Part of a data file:
________________________

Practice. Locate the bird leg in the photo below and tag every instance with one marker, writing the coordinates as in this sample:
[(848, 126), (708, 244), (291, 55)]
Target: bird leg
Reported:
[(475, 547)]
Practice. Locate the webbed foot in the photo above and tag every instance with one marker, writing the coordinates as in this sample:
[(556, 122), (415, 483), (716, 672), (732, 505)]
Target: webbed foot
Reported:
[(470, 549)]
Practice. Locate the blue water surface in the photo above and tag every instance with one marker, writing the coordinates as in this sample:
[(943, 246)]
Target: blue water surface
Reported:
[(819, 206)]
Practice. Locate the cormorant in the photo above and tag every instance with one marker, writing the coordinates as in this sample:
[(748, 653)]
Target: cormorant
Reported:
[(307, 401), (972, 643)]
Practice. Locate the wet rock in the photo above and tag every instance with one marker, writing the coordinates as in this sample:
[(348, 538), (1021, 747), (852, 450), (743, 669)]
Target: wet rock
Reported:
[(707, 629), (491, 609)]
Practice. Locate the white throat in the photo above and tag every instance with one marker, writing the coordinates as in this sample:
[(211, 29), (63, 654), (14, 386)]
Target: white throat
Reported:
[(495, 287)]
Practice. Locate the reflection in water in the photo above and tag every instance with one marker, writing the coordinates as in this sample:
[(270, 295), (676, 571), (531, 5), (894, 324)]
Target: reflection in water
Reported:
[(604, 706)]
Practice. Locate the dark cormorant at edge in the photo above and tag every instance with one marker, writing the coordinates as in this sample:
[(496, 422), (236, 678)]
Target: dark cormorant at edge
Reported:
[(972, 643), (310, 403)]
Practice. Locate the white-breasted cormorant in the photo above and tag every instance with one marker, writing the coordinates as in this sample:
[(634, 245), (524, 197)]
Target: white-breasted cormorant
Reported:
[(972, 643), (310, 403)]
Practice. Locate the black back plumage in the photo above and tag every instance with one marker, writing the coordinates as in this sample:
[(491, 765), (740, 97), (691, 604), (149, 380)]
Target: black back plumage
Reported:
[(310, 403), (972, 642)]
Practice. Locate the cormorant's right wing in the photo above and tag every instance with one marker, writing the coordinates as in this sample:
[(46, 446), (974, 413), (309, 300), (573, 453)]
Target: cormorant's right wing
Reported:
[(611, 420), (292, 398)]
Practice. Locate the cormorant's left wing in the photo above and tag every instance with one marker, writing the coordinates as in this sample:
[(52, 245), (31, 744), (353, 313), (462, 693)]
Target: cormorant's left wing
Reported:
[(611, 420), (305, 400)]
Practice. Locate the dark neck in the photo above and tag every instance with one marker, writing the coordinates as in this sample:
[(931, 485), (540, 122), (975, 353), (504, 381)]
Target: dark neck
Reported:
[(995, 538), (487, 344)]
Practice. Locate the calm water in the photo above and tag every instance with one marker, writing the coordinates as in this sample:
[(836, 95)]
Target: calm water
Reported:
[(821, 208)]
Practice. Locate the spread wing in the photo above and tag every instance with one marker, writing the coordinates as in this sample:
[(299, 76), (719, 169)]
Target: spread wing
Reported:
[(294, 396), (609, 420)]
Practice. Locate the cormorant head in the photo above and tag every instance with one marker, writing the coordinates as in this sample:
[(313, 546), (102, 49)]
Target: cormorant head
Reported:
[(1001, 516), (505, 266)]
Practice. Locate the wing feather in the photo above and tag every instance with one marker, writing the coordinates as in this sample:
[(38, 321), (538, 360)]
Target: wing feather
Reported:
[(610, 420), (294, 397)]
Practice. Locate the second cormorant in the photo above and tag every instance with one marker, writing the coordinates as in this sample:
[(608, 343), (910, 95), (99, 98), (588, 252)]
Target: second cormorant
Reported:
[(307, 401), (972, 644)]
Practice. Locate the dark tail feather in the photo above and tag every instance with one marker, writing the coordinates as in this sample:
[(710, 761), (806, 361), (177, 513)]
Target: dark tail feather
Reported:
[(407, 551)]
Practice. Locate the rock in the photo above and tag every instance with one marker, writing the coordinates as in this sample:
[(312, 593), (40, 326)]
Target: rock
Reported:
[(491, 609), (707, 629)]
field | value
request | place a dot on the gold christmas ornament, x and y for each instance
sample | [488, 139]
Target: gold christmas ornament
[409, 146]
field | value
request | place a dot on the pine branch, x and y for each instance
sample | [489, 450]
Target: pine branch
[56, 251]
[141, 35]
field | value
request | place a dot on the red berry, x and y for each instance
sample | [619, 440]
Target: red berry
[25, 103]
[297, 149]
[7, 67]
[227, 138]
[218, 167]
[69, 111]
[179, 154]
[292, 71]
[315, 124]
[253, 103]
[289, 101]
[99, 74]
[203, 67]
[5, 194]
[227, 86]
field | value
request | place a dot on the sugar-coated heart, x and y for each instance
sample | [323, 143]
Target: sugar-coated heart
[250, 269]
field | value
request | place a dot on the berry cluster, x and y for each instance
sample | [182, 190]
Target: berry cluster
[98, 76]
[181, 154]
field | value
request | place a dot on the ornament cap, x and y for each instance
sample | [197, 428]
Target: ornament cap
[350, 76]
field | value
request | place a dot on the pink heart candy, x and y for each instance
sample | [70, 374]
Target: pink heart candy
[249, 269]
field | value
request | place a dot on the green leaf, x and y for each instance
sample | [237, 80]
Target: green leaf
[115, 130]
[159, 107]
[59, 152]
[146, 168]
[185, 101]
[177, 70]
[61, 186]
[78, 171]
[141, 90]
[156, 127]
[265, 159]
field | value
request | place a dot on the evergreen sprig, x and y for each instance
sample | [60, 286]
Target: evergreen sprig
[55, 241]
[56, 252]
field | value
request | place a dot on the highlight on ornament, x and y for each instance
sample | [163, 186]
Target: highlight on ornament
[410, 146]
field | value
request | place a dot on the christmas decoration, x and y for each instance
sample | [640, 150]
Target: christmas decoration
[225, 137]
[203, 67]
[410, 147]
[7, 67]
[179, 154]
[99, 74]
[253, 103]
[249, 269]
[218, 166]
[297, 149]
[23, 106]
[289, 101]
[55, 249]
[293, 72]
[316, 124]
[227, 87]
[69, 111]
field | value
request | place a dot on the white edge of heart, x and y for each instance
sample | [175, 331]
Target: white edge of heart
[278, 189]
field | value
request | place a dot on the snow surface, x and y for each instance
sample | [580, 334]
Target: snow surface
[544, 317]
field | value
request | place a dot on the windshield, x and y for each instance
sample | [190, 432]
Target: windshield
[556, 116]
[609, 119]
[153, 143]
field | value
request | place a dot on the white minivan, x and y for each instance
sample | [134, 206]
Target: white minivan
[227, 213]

________________________

◆ **Objective**: Can you give every line above again, exactly as written?

◆ **Output of the task**:
Practice. Locate the bird leg in the photo below and tag every instance with one marker, writing the coordinates as in this sample:
[(848, 126), (708, 244), (291, 55)]
Target: bird leg
Reported:
[(475, 547)]
Practice. Locate the webbed foot in the photo above and tag every instance with one marker, writing the coordinates as in this sample:
[(556, 122), (415, 483), (716, 672), (732, 505)]
Target: webbed foot
Reported:
[(470, 549)]
Practice. Locate the blue water surface in the photo above and tag every instance with one marker, writing the coordinates as in this sample:
[(943, 246)]
Target: blue water surface
Reported:
[(819, 206)]
Practice. Locate the cormorant in the photo above and tag every instance with one marker, writing the coordinates as in this sample:
[(748, 653)]
Target: cormorant
Reported:
[(307, 401), (972, 643)]
Practice. Locate the wet rock in the photo above and tag every instance with one marker, writing the coordinates as in this sample:
[(348, 538), (1021, 747), (852, 450), (743, 669)]
Target: wet rock
Reported:
[(707, 629), (491, 609)]
Practice. Locate the white throat in the photo above and tag every instance with one marker, writing the coordinates as in this sample:
[(211, 29), (63, 654), (14, 386)]
Target: white throat
Reported:
[(495, 287)]
Practice. Locate the reflection in water in the photo above and tag every instance with one marker, writing the coordinates as in this sample:
[(270, 295), (676, 571), (531, 5), (894, 324)]
Target: reflection in water
Reported:
[(604, 706)]
Practice. Locate the dark cormorant at edge in the photo above and tag every instance with one marker, writing the coordinates as in this sample:
[(496, 422), (236, 678)]
Target: dark cormorant at edge
Reported:
[(972, 643), (310, 403)]
Practice. Locate the white-breasted cormorant in the photo above and tag every instance with one marker, writing the coordinates as in this sample:
[(634, 245), (524, 197)]
Target: white-breasted cormorant
Reported:
[(972, 643), (310, 403)]
Practice. Locate the black back plumage in the photo above and tag every instance with one marker, writing the coordinates as in this sample:
[(491, 765), (740, 97), (691, 604), (149, 380)]
Target: black back plumage
Reported:
[(310, 403), (972, 642)]
Practice. Locate the cormorant's right wing in the photo above and tag every instance with one marker, writing the coordinates as in this sample:
[(46, 446), (974, 413), (309, 300), (573, 453)]
Target: cormorant's right wing
Reported:
[(611, 420), (292, 398)]
Practice. Locate the cormorant's left wing in the photo above and tag every instance with one marker, writing the coordinates as in this sample:
[(52, 245), (31, 744), (353, 313), (462, 693)]
Target: cormorant's left wing
Reported:
[(611, 420), (305, 400)]
Practice. Locate the dark neck in the photo above and tag every instance with one marker, writing the coordinates as in this sample:
[(931, 485), (540, 122), (975, 353), (504, 381)]
Target: dark neck
Reported:
[(995, 538), (487, 344)]
Practice. Locate the calm water in the photo above and tag every instance with one marker, writing the coordinates as in this sample:
[(836, 95)]
Target: calm water
Reported:
[(821, 208)]
Practice. Locate the spread wing in the photo above and tag every instance with one marker, writing the coordinates as in this sample:
[(299, 76), (719, 169)]
Target: spread wing
Reported:
[(294, 396), (609, 420)]
Practice. Locate the cormorant head in the photo above and tag every instance with one marker, writing the coordinates as in this sample:
[(313, 546), (102, 49)]
Target: cormorant head
Reported:
[(1001, 516), (505, 266)]
Practice. Locate the wing feather in the photo above and tag every instance with one marker, writing the coordinates as in this sample:
[(38, 321), (538, 360)]
Target: wing feather
Reported:
[(610, 420), (294, 397)]
Practice. Locate the second cormorant in the photo above and tag every instance with one marker, writing the coordinates as in this sample:
[(608, 343), (910, 95), (99, 98), (588, 252)]
Target: second cormorant
Reported:
[(307, 401), (972, 644)]
Practice. Locate the dark tail feather in the photo above and tag every instance with one marker, writing the coordinates as in this sample:
[(710, 761), (806, 361), (177, 513)]
Target: dark tail feather
Reported:
[(407, 551)]
Practice. Locate the rock in the photo above and tag every instance with one marker, writing the coordinates as in this sample:
[(312, 593), (40, 326)]
Target: rock
Reported:
[(491, 609), (707, 629)]
field | value
request | place a dot on the gold christmas ornament, x and y for each instance
sample | [488, 139]
Target: gold christmas ornament
[409, 146]
field | value
request | place a dot on the pine branch, x and y for each instance
sample | [489, 450]
Target: pine branch
[56, 251]
[141, 35]
field | value
request | place a dot on the red berry, x and y for each instance
sample | [619, 440]
Target: red berry
[25, 103]
[297, 149]
[7, 67]
[227, 138]
[218, 167]
[69, 111]
[179, 154]
[292, 71]
[315, 124]
[253, 103]
[289, 101]
[99, 74]
[203, 67]
[5, 194]
[227, 86]
field | value
request | place a dot on the sugar-coated heart, x and y for each instance
sample | [323, 143]
Target: sugar-coated heart
[250, 269]
field | value
request | place a dot on the berry cluster, x and y for each instance
sample | [182, 190]
Target: berry cluster
[98, 76]
[181, 154]
field | value
request | place a dot on the ornament cap, x and y for each instance
sample | [197, 428]
Target: ornament cap
[350, 76]
field | value
request | place a dot on the pink heart candy, x and y for each instance
sample | [70, 374]
Target: pink heart candy
[249, 269]
field | value
request | place a dot on the green leaf, x and y for each instance
sample | [237, 80]
Target: green leaf
[115, 130]
[159, 107]
[59, 152]
[146, 168]
[185, 101]
[177, 70]
[61, 186]
[78, 171]
[141, 90]
[156, 127]
[265, 159]
field | value
request | place a dot on the evergreen sprig, x and y for each instance
sample | [60, 286]
Target: evergreen sprig
[55, 241]
[56, 252]
field | value
request | place a dot on the highlight on ornament, x and y for each instance
sample | [163, 186]
Target: highlight on ornament
[410, 146]
field | value
request | place a dot on the christmas decoration, x and y for each instance
sample | [640, 150]
Target: christmas decoration
[225, 137]
[203, 67]
[410, 147]
[7, 67]
[179, 154]
[99, 74]
[253, 103]
[249, 269]
[218, 166]
[297, 149]
[23, 106]
[289, 101]
[55, 249]
[293, 72]
[316, 124]
[227, 87]
[69, 111]
field | value
request | place a dot on the white edge of heart, x and y for each instance
sample | [175, 331]
Target: white edge of heart
[278, 189]
field | value
request | place a dot on the snow surface, x and y for each instance
sample | [580, 334]
Target: snow surface
[544, 317]
field | value
request | place a dot on the windshield, x and y for each instance
sample | [190, 432]
Target: windshield
[556, 116]
[609, 119]
[153, 143]
field | value
request | place a dot on the white minivan, x and y for each instance
sample | [134, 206]
Target: white minivan
[227, 213]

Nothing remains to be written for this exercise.